### ACTION ITEM
Restate the data word for word. Leave the pictures out.

### EXERCISE INPUTS
--- START ---
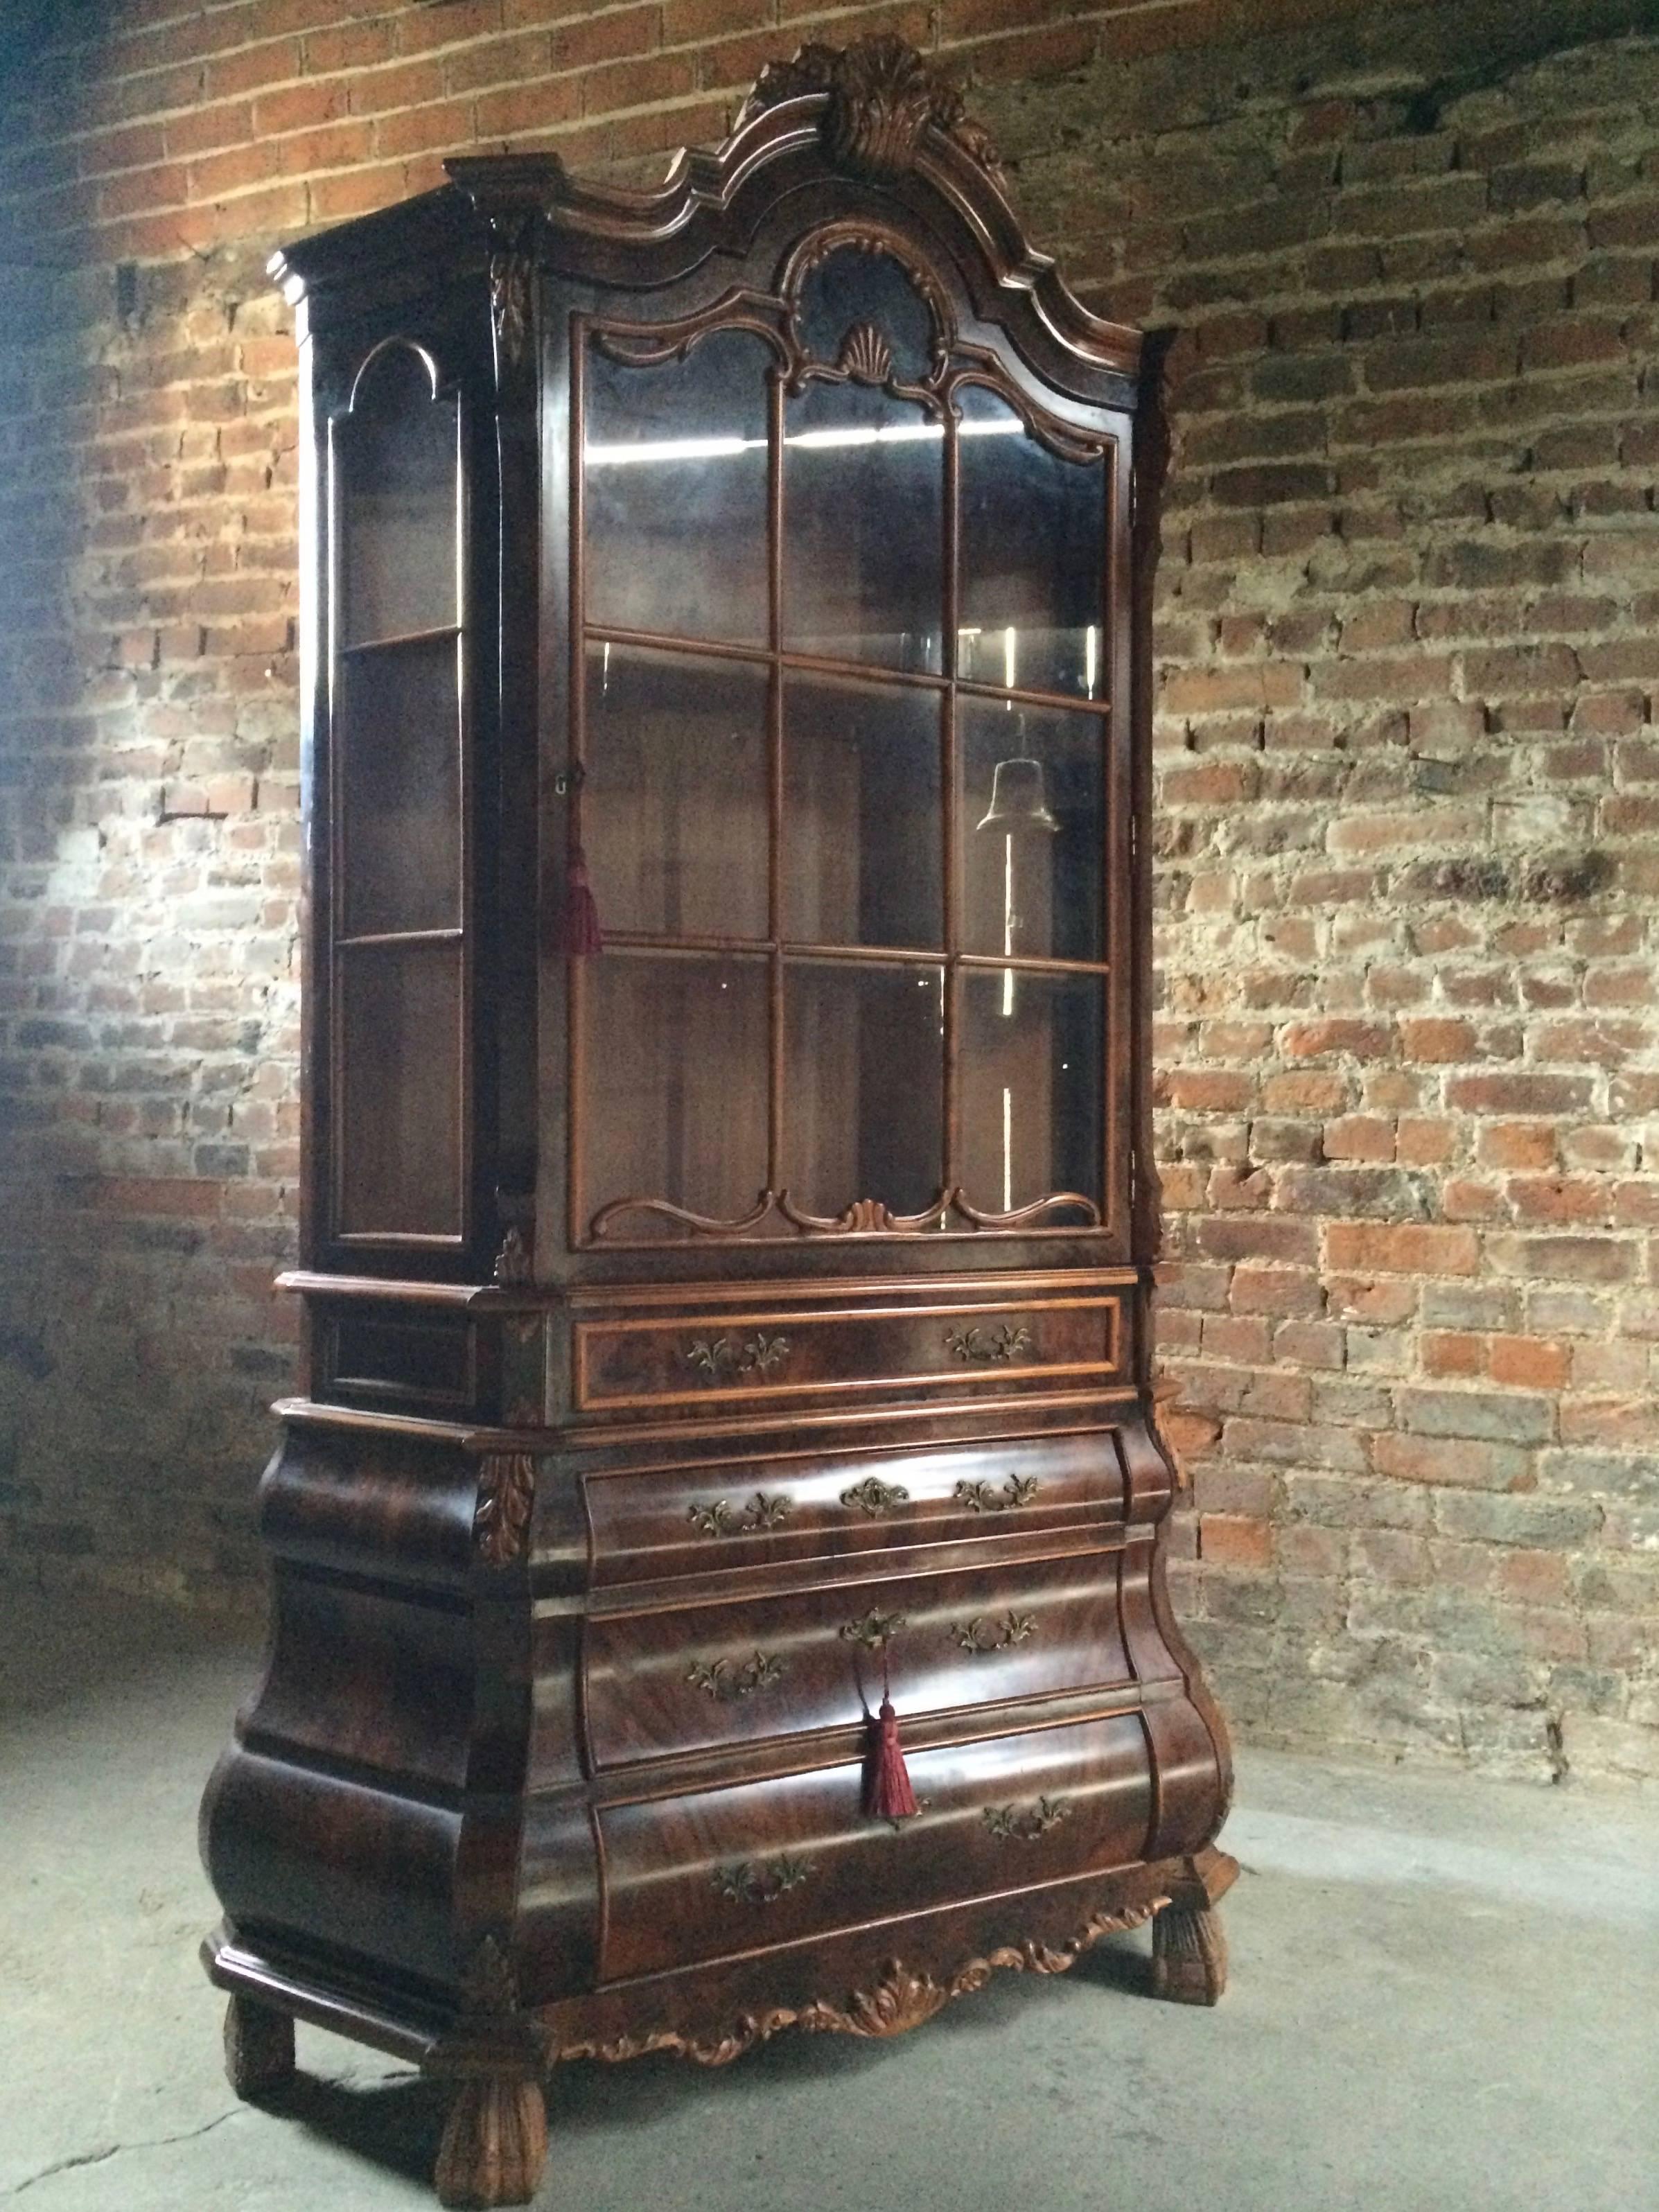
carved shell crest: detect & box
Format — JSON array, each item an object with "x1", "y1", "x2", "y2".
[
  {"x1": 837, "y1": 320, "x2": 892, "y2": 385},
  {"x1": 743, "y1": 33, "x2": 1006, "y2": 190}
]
--- END ---
### EXERCISE ANSWER
carved shell crest: detect & box
Format — JSON array, each item an object with "x1", "y1", "x2", "y2".
[
  {"x1": 837, "y1": 320, "x2": 892, "y2": 385},
  {"x1": 743, "y1": 33, "x2": 1006, "y2": 190}
]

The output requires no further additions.